| Given text |
- Opening Delimiter -

Garcia Márquez and Milan Kundera are two examples of how literature extracts the facts of reality and captures them in a lively, exhilarating way so that in reading the texts you can once again feel the indignation, dismay, laughter, joy and lament that make up life. This practice of transmitting emotions is also carried out by the indigenous communities of Colombia, who make it their moral duty to pass on stories and legends to future generations through the spoken word, recounting the facts and events of their people, with the purpose of forming an identity, of knowing that they are someone and that they belong to each other.
From this practice of the indigenous communities, and paraphrasing the Canadian philosopher Charles Taylor, who affirms that the configuration of the Self is defined by interpersonal relationships and by the historical relations of one’s ancestors, it can be said that there is a close relationship between memory and identity, in that we can only know what we are if we remember what our ancestors were. Paraphrasing a quote from Marx, we can say that our identity rises from the shoulders of our ancestors.
The book before the reader is perhaps a clear example of how memory seeks to survive, to make its existence evident. This is stronger in the Colombian territories, where its presence was more direct. For that reason, although we do not want to talk about it, it is irremediable to do so; it seeps out through the pores, where one least expects it. This document is not creative literature or fiction but the result of research by experts with different fields of expertise, who intend to trace a reality, to record a small period in time where the noise of weapons and the smell of the cordite, which sowed anxiety and uncertainty, gave way to the grinding of beans and the smell of coffee, sowing hope and enthusiasm among populations that believed for many years that they were the doomed lineage of which García Márquez spoke.

- Closing Delimiter -

| Exercise tasks |
**A)** Sum up the passage on memory and identity in two sentences.
**B)** Answer these from the passage on memory and identity:
(i) Which Canadian philosopher does it paraphrase?
(ii) How do the indigenous communities of Colombia pass on stories and legends?
(iii) What gave way to the grinding of beans and the smell of coffee?

| Data section |

- Opening Delimiter -

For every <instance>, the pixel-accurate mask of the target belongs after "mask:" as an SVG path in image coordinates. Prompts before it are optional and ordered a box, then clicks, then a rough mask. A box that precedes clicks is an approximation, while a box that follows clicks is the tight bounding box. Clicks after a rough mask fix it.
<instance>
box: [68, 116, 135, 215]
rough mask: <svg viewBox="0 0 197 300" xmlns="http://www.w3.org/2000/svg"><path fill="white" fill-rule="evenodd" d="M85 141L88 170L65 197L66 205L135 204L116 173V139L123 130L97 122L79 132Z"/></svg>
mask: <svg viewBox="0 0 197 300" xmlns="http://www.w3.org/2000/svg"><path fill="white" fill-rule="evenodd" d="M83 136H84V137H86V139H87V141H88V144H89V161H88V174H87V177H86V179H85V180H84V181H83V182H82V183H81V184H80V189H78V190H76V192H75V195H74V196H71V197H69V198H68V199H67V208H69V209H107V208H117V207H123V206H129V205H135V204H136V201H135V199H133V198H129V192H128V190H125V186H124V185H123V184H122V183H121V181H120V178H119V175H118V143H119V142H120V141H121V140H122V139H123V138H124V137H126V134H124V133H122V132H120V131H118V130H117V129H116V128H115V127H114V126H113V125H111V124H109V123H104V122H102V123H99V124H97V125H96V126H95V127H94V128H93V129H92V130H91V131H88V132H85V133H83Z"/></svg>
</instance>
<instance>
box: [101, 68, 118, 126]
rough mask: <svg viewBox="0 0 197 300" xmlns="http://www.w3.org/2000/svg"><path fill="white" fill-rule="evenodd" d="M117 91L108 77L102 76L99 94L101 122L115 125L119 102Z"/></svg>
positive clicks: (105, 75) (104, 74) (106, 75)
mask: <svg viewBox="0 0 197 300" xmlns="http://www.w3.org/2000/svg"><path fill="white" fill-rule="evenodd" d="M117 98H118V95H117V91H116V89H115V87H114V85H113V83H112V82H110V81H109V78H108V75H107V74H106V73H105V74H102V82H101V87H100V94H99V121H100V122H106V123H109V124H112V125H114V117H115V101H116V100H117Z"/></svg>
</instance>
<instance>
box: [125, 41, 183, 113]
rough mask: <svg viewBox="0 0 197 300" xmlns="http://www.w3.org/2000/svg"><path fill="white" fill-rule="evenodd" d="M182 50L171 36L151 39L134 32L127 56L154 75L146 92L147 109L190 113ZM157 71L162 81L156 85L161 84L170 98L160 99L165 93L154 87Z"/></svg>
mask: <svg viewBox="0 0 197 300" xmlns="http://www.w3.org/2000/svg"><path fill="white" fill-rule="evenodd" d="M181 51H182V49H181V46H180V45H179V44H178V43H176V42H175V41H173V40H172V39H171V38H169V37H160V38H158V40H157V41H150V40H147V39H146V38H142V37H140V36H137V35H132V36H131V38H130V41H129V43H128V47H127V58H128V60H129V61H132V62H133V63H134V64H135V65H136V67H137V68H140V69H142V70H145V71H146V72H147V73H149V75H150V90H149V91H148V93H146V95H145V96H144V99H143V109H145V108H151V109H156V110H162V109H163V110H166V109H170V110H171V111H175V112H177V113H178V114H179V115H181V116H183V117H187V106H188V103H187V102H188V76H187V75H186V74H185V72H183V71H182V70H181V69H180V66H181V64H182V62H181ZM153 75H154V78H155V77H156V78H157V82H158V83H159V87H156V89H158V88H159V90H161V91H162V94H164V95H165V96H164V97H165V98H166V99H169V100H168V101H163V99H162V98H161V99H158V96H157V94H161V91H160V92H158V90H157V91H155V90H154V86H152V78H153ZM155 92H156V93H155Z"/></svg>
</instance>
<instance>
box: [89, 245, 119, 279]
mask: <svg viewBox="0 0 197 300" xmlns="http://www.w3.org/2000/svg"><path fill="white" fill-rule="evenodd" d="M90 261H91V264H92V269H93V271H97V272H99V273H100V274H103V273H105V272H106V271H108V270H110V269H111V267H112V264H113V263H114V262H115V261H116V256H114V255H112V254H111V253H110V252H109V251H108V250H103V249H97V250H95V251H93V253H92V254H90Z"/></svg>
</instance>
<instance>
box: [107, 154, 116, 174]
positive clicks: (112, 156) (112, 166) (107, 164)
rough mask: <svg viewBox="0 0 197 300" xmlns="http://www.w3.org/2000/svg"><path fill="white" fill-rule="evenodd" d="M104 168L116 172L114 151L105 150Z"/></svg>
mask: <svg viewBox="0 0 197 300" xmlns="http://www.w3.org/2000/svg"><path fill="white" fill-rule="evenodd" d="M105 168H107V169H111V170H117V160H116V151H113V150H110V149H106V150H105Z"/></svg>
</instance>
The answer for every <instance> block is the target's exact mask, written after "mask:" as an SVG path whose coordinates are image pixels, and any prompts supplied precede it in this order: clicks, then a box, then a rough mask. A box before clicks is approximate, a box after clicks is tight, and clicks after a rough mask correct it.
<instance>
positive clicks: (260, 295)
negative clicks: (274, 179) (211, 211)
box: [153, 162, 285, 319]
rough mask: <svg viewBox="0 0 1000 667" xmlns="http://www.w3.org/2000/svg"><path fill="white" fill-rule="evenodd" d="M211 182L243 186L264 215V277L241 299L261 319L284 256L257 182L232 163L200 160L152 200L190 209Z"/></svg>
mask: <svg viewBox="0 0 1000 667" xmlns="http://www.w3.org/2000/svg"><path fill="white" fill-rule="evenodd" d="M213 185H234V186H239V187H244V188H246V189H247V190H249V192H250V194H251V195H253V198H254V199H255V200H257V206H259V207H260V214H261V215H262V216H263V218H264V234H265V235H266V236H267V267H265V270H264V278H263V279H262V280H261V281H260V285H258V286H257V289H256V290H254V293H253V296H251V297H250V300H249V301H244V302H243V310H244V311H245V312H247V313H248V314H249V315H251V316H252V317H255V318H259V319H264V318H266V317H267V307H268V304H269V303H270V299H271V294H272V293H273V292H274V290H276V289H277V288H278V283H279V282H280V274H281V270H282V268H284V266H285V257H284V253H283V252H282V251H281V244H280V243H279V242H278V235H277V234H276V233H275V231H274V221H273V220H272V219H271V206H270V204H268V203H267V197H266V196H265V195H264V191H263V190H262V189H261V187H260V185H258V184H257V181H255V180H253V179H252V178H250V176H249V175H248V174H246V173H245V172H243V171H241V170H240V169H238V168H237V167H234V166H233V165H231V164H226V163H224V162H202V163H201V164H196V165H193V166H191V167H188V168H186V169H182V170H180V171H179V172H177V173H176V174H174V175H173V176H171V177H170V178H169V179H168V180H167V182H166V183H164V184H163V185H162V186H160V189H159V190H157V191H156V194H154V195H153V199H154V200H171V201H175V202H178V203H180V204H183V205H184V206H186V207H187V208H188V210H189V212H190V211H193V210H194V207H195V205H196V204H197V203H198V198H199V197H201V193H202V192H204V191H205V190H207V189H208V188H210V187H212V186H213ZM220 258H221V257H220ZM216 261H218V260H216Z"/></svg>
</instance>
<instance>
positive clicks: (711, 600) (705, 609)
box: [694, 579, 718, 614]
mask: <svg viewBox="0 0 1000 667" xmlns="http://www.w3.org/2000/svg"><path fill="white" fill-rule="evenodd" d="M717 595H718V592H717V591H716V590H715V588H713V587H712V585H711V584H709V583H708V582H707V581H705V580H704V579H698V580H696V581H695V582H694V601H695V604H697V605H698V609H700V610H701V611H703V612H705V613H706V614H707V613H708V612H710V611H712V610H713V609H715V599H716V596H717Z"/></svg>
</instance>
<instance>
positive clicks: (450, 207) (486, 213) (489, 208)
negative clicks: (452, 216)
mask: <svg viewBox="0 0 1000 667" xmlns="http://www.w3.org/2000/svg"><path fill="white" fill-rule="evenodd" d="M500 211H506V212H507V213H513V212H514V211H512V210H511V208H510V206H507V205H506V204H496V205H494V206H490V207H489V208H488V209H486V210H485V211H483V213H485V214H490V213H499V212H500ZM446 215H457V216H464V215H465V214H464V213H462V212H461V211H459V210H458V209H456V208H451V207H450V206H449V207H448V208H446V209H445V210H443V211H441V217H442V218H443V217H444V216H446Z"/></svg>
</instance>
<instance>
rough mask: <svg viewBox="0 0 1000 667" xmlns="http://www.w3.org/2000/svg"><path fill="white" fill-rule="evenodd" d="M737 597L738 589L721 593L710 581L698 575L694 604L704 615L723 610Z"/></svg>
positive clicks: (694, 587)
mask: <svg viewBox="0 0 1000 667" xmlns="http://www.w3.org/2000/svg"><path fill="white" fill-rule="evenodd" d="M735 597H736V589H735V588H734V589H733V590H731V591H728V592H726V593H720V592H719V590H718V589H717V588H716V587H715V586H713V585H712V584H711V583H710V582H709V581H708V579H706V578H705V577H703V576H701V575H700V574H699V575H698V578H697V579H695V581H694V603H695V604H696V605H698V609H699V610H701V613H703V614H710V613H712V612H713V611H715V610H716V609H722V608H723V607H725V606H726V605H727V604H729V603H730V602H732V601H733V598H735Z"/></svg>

- Closing Delimiter -

| Activity answers |
**A)** The passage holds that literature, like the stories Colombia's indigenous communities pass down by the spoken word to form an identity, carries the emotions of real events, and it links memory to identity, saying we can only know what we are if we remember what our ancestors were. It presents the book as research by experts, not fiction, recording a period in Colombian territories when the noise of weapons and the smell of cordite gave way to the grinding of beans and the smell of coffee, bringing hope.

**B)**
(i) Charles Taylor.
(ii) Through the spoken word.
(iii) The noise of weapons and the smell of the cordite.